Excerpted passage
Tony's dream sequence from the previous episode has continued.

At his hotel room, Tony receives a summons from the Buddhist monks addressed to Kevin Finnerty, and he begins to question his identity. He seeks answers from the bartender and the monks but finds none. Tony is disturbed by muffled sounds from an adjoining room at his hotel (originating from Paulie in the hospital) and bangs angrily on the wall for quiet. Having found a flier for the Finnerty family reunion in his briefcase, he is greeted outside the venue by a man who looks like his cousin Tony Blundetto. The man tries to get Tony to enter the light-festooned house, assuring him that "everyone's here" and that he is "coming home"; but he also tells Tony that he must first let go of his "business" and hand over his briefcase. Tony hesitates, saying that he has lost his real briefcase, which contained "his whole life inside". A figure resembling Livia stands by the doorway. A voice calls out from the woods behind Tony, pleading, "don't go, Daddy" (originating from Meadow in the hospital). As Tony approaches the house, he is enveloped by white light.

Tony awakes in the hospital, asking, "I'm dead, right?" Later, heavily sedated and still hardly able to talk, Tony listens to an excited Christopher explaining his movie venture to him; he says he left a position for Tony to become a major investor. Christopher then notices an Ojibwe saying taped onto the wall: "Sometimes I go about in pity for myself, and all the while, a great wind carries me across the sky." With Tony now conscious, Paulie and Vito anxiously rush to get their cuts to Carmela. They hand over the cash and she is grateful, but as they are leaving in the elevator, she turns around and sees them looking sour.

==First appearances==
- Marie Spatafore: Vito Spatafore's wife
- Patty Leotardo: Phil Leotardo's wife

==Deceased==
- Building Superintendent: inadvertently shot by Colombian #1
- Colombian #1: shot by Cary DiBartolo and Paulie
- Colombian #2: shot by Cary DiBartolo and then stabbed by Paulie

==Production==
- Ray Abruzzo (Little Carmine) is now promoted to the main cast and billed in the opening credits but only in the episodes in which he appears.
- Lorraine Bracco's sister Elizabeth joins the show playing the character of Marie, the wife of Vito Spatafore.

- Steve Buscemi, whose character Tony B was killed off in season 5, played a different, unnamed character in Tony Soprano's dream.

== Music ==
- In the first scene, as Paulie is parked, "Smoky Places" by The Corsairs is playing.
- "Donde Estan Las Gatas" by Daddy Yankee and Nicky Jam is playing in the Colombians' office when Paulie enters.
- An acoustic version of Heart's "These Dreams" plays in the supermarket when Carmela and Dr. Melfi run into each other.

Saved entries:
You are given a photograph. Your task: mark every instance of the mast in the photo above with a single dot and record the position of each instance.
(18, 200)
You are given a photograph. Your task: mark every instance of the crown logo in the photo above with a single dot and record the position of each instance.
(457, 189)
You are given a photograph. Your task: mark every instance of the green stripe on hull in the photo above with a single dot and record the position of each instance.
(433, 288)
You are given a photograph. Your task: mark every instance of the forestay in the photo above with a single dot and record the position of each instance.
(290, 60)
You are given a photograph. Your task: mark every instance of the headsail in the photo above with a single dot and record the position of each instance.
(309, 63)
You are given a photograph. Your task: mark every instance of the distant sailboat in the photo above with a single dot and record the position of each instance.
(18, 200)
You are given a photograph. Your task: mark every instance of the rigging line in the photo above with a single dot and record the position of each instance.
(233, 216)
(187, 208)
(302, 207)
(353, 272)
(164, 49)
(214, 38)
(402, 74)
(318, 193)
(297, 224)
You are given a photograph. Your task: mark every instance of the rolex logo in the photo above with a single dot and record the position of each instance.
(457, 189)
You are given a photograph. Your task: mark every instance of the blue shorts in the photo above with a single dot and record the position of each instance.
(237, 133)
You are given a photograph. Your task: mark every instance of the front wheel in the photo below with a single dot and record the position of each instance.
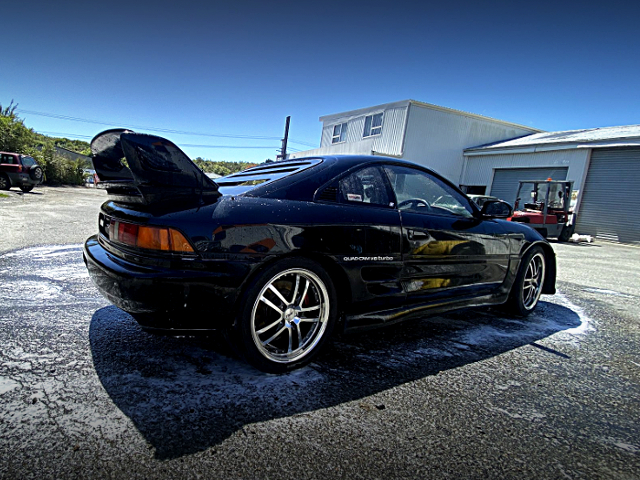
(526, 290)
(287, 315)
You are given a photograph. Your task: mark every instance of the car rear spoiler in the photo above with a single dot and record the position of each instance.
(154, 171)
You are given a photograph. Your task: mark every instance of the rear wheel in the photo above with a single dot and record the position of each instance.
(287, 315)
(5, 184)
(526, 290)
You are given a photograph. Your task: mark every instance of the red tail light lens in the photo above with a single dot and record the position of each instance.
(150, 238)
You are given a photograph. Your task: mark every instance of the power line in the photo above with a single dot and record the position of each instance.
(271, 147)
(153, 129)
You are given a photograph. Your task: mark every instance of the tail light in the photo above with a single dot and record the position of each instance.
(151, 238)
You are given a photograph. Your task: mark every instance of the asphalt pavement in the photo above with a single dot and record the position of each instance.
(84, 393)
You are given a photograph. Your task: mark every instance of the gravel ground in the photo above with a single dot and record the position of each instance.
(85, 394)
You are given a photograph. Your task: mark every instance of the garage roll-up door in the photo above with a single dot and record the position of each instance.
(609, 207)
(505, 180)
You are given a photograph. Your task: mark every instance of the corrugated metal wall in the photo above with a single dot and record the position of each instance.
(389, 142)
(609, 207)
(437, 138)
(480, 169)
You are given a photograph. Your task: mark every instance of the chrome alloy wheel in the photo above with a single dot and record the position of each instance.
(533, 280)
(289, 316)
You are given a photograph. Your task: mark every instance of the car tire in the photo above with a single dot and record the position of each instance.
(286, 315)
(35, 173)
(5, 184)
(526, 290)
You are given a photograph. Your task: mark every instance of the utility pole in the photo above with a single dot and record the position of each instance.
(283, 152)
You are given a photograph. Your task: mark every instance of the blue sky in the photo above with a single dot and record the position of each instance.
(238, 68)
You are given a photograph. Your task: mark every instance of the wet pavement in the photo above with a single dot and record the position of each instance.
(84, 393)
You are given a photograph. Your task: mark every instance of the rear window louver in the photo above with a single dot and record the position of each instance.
(265, 173)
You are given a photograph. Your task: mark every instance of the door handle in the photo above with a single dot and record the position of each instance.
(417, 235)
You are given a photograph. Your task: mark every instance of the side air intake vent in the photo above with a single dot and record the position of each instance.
(329, 194)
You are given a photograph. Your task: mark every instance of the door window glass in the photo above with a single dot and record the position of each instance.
(364, 186)
(420, 192)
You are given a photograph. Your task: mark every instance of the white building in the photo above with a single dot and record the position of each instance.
(603, 163)
(423, 133)
(485, 155)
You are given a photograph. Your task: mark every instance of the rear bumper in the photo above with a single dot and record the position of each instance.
(163, 298)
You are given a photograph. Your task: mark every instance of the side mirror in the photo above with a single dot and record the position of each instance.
(496, 209)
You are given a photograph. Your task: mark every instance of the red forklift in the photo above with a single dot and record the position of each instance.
(544, 205)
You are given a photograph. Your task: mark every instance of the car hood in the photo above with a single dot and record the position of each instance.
(155, 170)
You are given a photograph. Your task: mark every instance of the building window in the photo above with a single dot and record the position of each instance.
(339, 133)
(372, 125)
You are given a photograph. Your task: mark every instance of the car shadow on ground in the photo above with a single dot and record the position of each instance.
(186, 395)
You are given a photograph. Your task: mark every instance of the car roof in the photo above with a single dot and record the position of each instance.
(302, 183)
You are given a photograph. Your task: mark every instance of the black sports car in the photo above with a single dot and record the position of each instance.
(279, 255)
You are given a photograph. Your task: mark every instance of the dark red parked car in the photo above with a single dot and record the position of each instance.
(17, 170)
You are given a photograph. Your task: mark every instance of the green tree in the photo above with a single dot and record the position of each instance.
(14, 135)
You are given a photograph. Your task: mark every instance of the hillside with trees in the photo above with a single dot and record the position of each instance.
(15, 136)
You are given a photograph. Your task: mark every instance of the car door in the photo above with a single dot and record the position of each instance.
(448, 249)
(366, 238)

What to work on
Write out the part of the episode summary from "- Lorraine Bracco's" up to and including "Corsairs is playing.".

Solution to this problem
- Lorraine Bracco's sister Elizabeth joins the show playing the character of Marie, the wife of Vito Spatafore.

- Steve Buscemi, whose character Tony B was killed off in season 5, played a different, unnamed character in Tony Soprano's dream.

== Music ==
- In the first scene, as Paulie is parked, "Smoky Places" by The Corsairs is playing.